Reproduce everything in the passage on Social Credit from "The continual and" down to "for compensatory production.".

Excerpt provided
----------

Instead of relying on governments, business, and or individual consumers to borrow additional debt-money from the private banks (which is money created by the banking system) in order to fill the recurring gap between prices and incomes, Social Credit proposes the establishment of a National Credit Office to determine the volume of compensatory credit that is needed to achieve equilibrium in each economic period, to create this credit free of debt or of any other costs, and to distribute it directly or indirectly to consumers. The direct contribution would take the form of a National Dividend or an income that would be granted to each citizen whether he be employed in the formal economy or not. The indirect contribution would take the form of a National Discount on retail prices, i.e., on the prices of consumer goods and services. These would be sold at the price that reflects the real costs of producing them and the difference would be made up to the retailers so that the latter can cover the full accounting costs associated with their wares.
The continual and dynamic balancing of prices and incomes in accordance with Social Credit principles, i.e., the introduction of a self-liquidating price system, would render present consumption entirely independent of additional production as a necessary condition for obtaining full access to what the community has already produced. No pressure to overproduce means no necessity of finding or otherwise inducing a market domestically or of exporting the surplus. People could be free to enjoy in full what the efforts of the community make possible alongside increased leisure or the freedom from compensatory work that goes along with the need for compensatory production.

----------

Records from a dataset
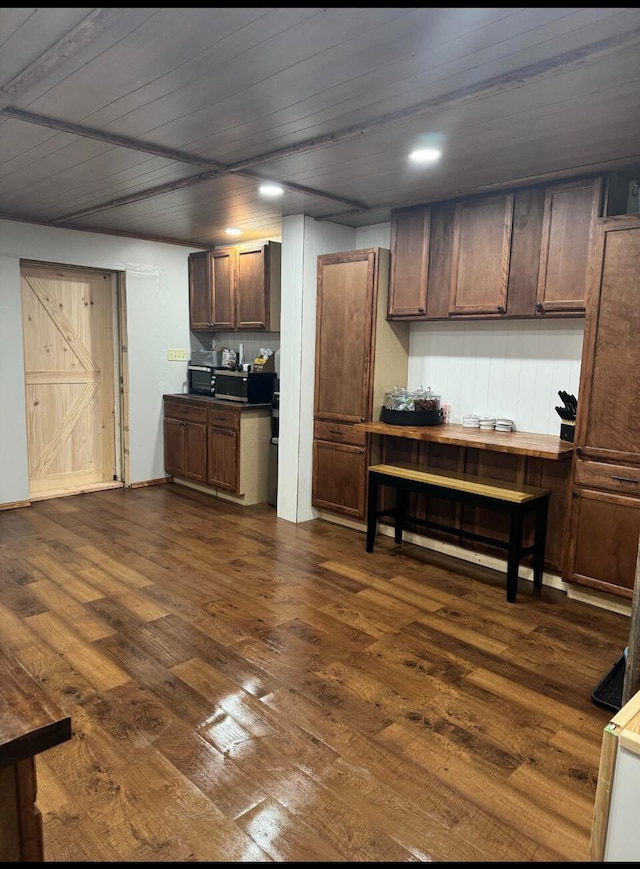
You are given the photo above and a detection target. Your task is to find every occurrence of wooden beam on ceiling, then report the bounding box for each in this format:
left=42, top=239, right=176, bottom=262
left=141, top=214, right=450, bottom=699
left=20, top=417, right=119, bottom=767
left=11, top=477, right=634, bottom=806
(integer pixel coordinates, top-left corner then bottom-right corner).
left=0, top=8, right=129, bottom=109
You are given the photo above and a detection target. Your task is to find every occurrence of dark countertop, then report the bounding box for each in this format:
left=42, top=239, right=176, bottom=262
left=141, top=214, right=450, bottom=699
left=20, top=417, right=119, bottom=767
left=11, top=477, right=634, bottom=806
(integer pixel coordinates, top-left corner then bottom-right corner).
left=162, top=392, right=271, bottom=410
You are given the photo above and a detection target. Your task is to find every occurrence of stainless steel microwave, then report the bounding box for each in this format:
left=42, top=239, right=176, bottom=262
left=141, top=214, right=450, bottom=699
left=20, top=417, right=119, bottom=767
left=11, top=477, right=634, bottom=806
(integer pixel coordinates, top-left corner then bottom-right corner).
left=215, top=369, right=276, bottom=404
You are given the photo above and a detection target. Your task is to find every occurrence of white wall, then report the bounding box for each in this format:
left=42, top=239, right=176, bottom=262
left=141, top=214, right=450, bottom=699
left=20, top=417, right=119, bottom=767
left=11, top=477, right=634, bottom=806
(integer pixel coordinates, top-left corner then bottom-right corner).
left=410, top=318, right=584, bottom=436
left=0, top=220, right=193, bottom=503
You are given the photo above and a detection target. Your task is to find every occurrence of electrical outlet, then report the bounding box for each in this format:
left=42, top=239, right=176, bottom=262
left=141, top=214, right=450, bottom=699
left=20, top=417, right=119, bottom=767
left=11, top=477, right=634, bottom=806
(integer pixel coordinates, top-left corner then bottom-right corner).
left=167, top=347, right=187, bottom=362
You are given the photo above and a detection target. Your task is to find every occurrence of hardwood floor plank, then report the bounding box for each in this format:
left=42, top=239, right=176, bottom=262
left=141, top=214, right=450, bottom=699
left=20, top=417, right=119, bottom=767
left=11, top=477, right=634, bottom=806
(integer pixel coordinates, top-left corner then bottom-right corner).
left=0, top=484, right=629, bottom=862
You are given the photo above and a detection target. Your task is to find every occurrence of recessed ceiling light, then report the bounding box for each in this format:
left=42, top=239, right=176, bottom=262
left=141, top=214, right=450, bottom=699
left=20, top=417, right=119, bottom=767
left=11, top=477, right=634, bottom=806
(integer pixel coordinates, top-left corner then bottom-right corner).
left=258, top=183, right=284, bottom=196
left=409, top=148, right=442, bottom=163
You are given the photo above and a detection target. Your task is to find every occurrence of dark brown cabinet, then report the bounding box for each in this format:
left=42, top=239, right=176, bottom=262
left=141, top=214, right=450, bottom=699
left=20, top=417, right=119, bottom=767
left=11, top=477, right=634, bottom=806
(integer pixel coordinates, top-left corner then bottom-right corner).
left=449, top=193, right=513, bottom=315
left=164, top=402, right=207, bottom=482
left=189, top=241, right=281, bottom=332
left=567, top=215, right=640, bottom=597
left=207, top=407, right=240, bottom=492
left=164, top=395, right=271, bottom=506
left=387, top=208, right=431, bottom=318
left=536, top=178, right=603, bottom=314
left=387, top=176, right=608, bottom=321
left=312, top=248, right=409, bottom=519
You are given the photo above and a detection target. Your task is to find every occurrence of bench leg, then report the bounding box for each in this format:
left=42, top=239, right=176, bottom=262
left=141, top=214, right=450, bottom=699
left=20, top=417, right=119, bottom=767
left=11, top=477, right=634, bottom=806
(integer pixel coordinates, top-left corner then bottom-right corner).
left=366, top=474, right=379, bottom=552
left=533, top=497, right=549, bottom=588
left=507, top=508, right=522, bottom=603
left=394, top=489, right=409, bottom=543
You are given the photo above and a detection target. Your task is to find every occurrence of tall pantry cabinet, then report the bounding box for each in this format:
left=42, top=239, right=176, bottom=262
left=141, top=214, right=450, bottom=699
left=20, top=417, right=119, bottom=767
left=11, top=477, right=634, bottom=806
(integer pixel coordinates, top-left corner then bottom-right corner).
left=567, top=215, right=640, bottom=598
left=312, top=248, right=409, bottom=520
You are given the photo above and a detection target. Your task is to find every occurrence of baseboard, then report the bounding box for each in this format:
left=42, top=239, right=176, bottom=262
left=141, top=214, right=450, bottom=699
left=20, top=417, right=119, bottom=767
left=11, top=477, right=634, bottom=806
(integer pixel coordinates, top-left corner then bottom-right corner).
left=129, top=477, right=173, bottom=489
left=0, top=501, right=31, bottom=510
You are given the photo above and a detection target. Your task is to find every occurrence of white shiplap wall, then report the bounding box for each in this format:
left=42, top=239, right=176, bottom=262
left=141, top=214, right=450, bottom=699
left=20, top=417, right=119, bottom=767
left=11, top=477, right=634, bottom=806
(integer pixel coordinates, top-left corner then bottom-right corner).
left=407, top=318, right=584, bottom=435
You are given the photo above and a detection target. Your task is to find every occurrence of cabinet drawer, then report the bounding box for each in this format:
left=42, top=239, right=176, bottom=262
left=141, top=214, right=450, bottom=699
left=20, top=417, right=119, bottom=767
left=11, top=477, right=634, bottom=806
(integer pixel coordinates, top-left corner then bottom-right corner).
left=164, top=401, right=207, bottom=423
left=313, top=422, right=367, bottom=447
left=207, top=407, right=240, bottom=431
left=574, top=460, right=640, bottom=497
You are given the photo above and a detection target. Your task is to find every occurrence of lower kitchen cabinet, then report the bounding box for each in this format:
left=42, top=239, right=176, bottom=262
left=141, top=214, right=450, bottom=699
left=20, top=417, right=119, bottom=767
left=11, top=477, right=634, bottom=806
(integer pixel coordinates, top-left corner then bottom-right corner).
left=164, top=401, right=207, bottom=483
left=313, top=439, right=369, bottom=519
left=164, top=395, right=271, bottom=506
left=207, top=408, right=240, bottom=492
left=567, top=488, right=640, bottom=599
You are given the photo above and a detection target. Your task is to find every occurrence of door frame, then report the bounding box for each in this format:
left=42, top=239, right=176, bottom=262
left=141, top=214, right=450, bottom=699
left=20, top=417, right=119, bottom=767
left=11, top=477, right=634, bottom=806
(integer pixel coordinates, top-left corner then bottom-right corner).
left=20, top=257, right=131, bottom=503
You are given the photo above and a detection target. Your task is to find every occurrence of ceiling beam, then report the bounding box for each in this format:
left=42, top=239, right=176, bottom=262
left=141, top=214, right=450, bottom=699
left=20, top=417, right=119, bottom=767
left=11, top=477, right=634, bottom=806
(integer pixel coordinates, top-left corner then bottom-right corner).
left=229, top=28, right=640, bottom=172
left=0, top=8, right=129, bottom=109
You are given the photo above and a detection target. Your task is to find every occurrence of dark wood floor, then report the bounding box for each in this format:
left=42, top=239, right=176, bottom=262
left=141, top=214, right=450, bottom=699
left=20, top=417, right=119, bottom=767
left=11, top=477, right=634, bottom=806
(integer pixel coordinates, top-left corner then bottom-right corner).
left=0, top=484, right=629, bottom=862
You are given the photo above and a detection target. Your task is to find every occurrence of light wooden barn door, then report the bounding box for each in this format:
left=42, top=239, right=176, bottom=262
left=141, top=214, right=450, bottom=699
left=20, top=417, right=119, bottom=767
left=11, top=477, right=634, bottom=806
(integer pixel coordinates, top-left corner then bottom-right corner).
left=20, top=263, right=122, bottom=498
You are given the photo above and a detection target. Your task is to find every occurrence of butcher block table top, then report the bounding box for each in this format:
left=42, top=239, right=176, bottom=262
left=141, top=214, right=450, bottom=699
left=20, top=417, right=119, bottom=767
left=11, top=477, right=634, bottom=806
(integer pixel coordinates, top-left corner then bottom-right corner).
left=0, top=645, right=71, bottom=766
left=354, top=422, right=573, bottom=460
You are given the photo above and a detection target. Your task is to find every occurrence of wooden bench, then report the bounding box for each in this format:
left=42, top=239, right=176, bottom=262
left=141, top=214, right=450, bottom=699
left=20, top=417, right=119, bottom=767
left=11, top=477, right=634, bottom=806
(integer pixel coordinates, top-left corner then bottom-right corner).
left=366, top=464, right=551, bottom=603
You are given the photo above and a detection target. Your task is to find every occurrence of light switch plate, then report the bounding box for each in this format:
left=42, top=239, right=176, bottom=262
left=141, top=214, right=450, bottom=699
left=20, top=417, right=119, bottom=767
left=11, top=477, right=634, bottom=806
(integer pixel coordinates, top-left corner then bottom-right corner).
left=167, top=347, right=187, bottom=362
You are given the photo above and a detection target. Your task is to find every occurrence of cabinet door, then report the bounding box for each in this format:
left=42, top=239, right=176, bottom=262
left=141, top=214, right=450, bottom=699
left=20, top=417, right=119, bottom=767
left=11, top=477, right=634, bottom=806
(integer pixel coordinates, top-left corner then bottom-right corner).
left=450, top=193, right=513, bottom=314
left=567, top=489, right=640, bottom=598
left=236, top=245, right=269, bottom=330
left=312, top=440, right=368, bottom=519
left=536, top=178, right=602, bottom=314
left=182, top=422, right=207, bottom=483
left=210, top=248, right=236, bottom=329
left=189, top=251, right=212, bottom=332
left=164, top=418, right=186, bottom=477
left=314, top=251, right=377, bottom=422
left=576, top=215, right=640, bottom=465
left=207, top=425, right=240, bottom=492
left=387, top=208, right=431, bottom=319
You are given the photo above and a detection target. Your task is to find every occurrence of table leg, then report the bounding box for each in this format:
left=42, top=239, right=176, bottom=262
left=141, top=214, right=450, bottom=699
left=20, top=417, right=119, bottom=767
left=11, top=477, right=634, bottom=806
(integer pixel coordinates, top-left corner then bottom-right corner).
left=533, top=496, right=549, bottom=588
left=507, top=507, right=522, bottom=603
left=366, top=474, right=378, bottom=552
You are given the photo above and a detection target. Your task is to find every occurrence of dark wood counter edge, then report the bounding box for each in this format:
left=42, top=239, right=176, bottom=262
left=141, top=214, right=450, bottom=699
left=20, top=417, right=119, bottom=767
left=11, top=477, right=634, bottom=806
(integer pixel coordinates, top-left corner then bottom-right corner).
left=162, top=392, right=271, bottom=410
left=354, top=422, right=574, bottom=461
left=0, top=645, right=71, bottom=766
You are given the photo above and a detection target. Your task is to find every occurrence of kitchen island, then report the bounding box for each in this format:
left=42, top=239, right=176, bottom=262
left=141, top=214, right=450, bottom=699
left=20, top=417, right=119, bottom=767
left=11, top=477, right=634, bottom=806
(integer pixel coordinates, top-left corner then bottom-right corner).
left=354, top=422, right=574, bottom=575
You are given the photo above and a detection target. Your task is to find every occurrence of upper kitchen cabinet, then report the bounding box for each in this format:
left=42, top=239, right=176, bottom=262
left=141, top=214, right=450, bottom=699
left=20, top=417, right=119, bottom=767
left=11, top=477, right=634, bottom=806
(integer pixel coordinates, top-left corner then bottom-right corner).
left=387, top=207, right=431, bottom=319
left=189, top=250, right=213, bottom=332
left=189, top=241, right=281, bottom=332
left=449, top=193, right=514, bottom=316
left=536, top=177, right=604, bottom=315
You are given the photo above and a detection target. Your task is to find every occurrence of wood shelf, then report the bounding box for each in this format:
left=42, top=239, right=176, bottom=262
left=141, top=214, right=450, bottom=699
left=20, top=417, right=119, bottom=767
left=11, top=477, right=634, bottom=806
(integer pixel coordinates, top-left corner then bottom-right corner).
left=354, top=422, right=574, bottom=460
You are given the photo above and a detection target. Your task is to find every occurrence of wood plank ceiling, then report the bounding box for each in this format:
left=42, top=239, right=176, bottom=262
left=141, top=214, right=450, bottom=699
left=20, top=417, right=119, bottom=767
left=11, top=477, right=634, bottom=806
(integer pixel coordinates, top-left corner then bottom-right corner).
left=0, top=7, right=640, bottom=248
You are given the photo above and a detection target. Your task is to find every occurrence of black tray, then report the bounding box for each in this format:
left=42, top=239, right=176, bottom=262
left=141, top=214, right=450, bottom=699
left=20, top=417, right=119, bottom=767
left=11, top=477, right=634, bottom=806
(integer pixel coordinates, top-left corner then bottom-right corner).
left=380, top=407, right=444, bottom=425
left=591, top=654, right=625, bottom=712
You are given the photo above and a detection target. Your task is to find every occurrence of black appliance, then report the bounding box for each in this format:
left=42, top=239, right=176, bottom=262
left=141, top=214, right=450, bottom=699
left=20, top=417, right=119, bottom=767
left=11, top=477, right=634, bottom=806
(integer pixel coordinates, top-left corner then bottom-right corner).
left=187, top=362, right=216, bottom=395
left=215, top=368, right=276, bottom=404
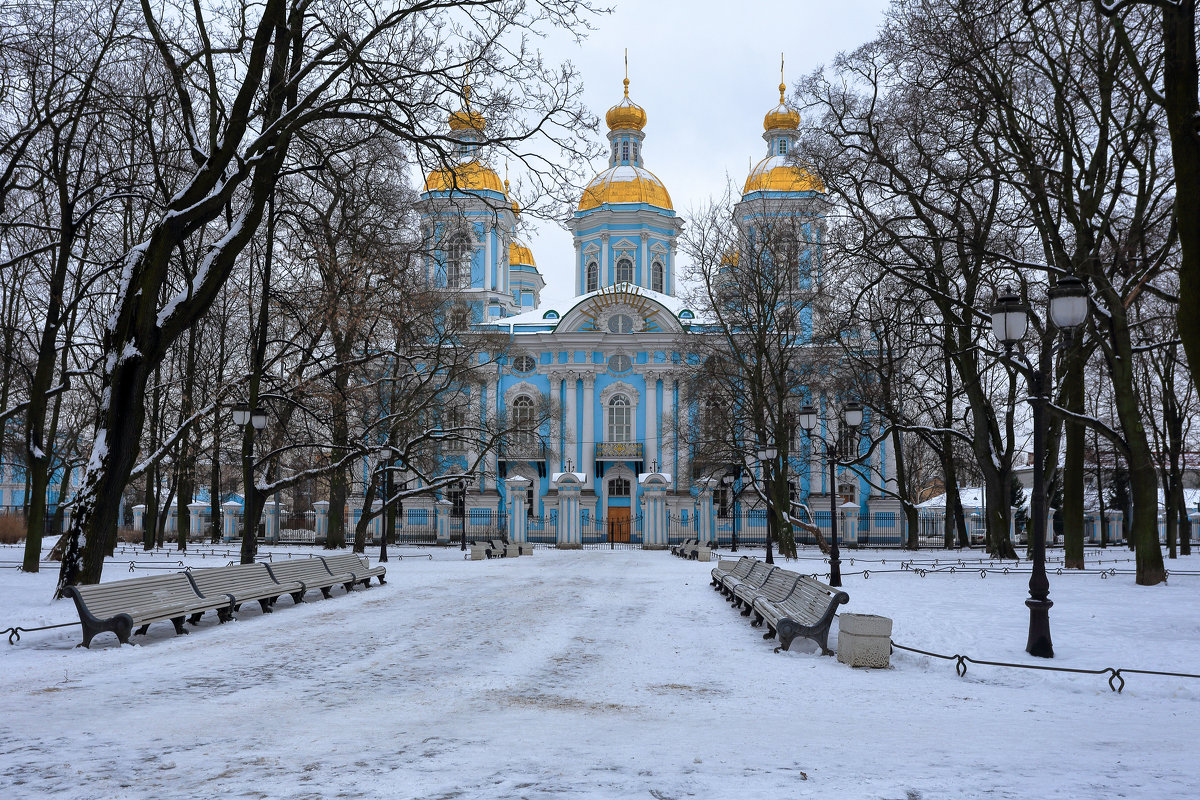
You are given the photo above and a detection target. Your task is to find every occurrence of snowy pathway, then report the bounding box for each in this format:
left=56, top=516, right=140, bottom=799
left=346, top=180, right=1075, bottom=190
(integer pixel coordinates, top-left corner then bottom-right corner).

----------

Result
The continual and dynamic balancing of prices and incomes in accordance with Social Credit principles, i.e., the introduction of a self-liquidating price system, would render present consumption entirely independent of additional production as a necessary condition for obtaining full access to what the community has already produced. No pressure to overproduce means no necessity of finding or otherwise inducing a market domestically or of exporting the surplus. People could be free to enjoy in full what the efforts of the community make possible alongside increased leisure or the freedom from compensatory work that goes along with the need for compensatory production.